__Task details__
How many lines in the data below contain the word "mountain"? Reply with the number alone.

__Material for the task__
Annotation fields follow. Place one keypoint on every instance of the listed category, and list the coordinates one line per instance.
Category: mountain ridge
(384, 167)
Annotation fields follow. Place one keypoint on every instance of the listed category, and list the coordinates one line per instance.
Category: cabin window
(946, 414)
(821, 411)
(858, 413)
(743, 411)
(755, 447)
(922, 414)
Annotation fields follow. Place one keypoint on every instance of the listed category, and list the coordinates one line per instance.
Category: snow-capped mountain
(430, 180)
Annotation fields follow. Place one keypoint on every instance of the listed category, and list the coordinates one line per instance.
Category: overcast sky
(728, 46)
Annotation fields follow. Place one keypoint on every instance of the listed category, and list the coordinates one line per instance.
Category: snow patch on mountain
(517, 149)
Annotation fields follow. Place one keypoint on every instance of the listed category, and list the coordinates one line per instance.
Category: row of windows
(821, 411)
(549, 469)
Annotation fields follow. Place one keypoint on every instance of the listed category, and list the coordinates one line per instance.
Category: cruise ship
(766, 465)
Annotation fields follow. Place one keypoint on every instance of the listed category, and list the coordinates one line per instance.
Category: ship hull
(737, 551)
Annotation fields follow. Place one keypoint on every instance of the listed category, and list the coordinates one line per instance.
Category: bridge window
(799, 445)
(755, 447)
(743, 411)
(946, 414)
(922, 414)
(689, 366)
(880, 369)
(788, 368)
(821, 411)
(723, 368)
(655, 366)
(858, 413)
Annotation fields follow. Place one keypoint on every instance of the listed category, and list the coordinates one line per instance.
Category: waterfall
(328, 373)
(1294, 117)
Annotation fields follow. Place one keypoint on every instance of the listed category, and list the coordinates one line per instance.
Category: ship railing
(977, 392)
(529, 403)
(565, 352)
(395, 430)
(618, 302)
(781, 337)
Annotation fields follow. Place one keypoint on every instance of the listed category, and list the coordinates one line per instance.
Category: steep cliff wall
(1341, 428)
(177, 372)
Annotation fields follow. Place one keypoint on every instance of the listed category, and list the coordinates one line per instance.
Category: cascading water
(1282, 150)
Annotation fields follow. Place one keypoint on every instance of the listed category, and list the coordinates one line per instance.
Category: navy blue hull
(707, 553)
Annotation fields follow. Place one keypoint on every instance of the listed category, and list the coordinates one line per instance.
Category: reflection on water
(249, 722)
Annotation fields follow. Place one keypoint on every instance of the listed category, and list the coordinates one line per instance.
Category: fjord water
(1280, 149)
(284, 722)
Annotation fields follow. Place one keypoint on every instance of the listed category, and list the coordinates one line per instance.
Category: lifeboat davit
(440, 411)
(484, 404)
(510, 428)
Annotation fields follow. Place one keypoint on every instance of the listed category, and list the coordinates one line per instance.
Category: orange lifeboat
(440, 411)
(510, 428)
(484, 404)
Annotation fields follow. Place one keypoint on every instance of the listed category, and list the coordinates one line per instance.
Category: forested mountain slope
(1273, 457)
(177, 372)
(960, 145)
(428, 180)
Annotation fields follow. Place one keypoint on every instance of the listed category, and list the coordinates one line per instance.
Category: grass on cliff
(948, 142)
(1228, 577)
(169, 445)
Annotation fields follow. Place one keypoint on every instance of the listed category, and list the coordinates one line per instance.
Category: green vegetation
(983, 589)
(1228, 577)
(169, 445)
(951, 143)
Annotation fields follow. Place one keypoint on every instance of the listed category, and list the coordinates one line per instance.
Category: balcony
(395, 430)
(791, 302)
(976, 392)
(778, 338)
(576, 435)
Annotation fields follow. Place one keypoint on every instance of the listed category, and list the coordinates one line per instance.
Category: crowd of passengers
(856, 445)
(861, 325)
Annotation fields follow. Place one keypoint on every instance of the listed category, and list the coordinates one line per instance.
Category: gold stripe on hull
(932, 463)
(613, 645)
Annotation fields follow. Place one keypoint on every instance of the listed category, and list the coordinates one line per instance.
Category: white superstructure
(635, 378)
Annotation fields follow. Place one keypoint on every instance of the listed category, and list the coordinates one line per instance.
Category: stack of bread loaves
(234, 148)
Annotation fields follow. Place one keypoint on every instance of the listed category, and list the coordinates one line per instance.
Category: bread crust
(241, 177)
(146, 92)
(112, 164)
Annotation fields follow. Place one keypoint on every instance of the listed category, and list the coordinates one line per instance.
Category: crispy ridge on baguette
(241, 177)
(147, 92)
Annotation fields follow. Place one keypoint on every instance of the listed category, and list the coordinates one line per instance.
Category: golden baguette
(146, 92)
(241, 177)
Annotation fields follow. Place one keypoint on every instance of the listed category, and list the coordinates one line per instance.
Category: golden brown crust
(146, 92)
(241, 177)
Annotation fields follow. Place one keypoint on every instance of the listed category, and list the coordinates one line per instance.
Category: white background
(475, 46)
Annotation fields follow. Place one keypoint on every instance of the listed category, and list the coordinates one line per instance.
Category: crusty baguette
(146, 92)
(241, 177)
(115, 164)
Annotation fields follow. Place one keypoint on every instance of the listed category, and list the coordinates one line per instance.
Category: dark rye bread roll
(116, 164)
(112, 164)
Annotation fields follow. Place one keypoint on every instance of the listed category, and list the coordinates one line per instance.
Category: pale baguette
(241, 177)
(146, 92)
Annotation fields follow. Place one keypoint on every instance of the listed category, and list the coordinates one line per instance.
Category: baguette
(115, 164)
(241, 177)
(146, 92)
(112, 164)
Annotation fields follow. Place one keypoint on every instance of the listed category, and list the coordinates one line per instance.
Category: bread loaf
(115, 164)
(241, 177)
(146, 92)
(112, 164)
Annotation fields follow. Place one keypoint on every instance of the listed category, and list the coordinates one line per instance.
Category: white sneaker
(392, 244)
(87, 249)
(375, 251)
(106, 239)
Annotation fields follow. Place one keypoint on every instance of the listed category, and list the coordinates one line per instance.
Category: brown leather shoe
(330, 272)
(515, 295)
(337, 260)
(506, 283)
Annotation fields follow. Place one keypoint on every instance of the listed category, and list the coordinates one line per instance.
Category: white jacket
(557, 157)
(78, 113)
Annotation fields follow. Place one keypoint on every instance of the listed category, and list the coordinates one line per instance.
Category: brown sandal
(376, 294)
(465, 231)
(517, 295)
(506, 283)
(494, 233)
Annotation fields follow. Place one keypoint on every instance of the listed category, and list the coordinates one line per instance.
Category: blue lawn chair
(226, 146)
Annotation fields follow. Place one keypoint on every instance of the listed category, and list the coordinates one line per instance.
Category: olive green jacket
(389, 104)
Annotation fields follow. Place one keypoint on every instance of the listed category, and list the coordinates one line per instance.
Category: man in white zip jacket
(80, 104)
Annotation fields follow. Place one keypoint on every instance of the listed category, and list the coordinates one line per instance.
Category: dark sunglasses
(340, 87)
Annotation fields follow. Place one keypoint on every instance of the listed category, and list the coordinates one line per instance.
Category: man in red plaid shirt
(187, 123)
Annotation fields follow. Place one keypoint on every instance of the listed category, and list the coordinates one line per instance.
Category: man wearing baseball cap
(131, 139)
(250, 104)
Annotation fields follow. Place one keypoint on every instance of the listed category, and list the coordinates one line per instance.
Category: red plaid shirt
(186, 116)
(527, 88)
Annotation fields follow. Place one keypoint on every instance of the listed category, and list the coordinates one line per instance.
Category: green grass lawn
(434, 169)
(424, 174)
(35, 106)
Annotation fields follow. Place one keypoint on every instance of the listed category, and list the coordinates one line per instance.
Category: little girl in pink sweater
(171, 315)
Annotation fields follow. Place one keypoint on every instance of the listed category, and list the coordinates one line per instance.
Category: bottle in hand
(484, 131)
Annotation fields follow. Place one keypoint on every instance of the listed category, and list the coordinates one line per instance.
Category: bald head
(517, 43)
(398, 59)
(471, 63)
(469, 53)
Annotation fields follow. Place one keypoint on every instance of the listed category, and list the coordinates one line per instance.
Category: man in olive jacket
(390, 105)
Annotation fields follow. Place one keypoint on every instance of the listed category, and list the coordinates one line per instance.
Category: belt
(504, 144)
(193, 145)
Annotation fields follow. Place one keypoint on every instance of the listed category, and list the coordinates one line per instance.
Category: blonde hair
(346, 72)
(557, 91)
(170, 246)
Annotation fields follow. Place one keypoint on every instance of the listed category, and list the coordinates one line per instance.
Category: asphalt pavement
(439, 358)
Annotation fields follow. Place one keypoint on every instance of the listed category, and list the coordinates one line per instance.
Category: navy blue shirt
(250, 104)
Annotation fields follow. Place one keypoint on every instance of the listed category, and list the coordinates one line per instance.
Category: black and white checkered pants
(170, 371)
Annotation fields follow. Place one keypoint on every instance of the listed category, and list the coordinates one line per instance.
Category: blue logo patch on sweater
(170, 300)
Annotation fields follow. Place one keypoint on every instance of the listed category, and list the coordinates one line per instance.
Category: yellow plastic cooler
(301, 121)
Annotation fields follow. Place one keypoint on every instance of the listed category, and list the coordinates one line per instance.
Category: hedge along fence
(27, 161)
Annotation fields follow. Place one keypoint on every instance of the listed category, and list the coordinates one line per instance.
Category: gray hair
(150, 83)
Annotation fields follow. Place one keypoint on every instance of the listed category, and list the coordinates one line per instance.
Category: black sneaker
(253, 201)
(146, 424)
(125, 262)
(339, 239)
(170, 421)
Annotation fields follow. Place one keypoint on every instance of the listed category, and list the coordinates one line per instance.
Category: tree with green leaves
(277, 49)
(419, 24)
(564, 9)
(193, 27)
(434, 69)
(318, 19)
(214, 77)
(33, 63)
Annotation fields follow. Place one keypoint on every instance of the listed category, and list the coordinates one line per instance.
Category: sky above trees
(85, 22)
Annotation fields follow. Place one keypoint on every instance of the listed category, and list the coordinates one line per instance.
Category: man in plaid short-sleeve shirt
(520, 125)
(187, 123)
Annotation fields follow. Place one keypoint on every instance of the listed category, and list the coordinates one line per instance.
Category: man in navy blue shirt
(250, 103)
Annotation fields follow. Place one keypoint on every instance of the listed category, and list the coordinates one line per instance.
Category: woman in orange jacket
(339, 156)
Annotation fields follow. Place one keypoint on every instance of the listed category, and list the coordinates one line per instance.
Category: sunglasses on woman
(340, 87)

__Task output__
4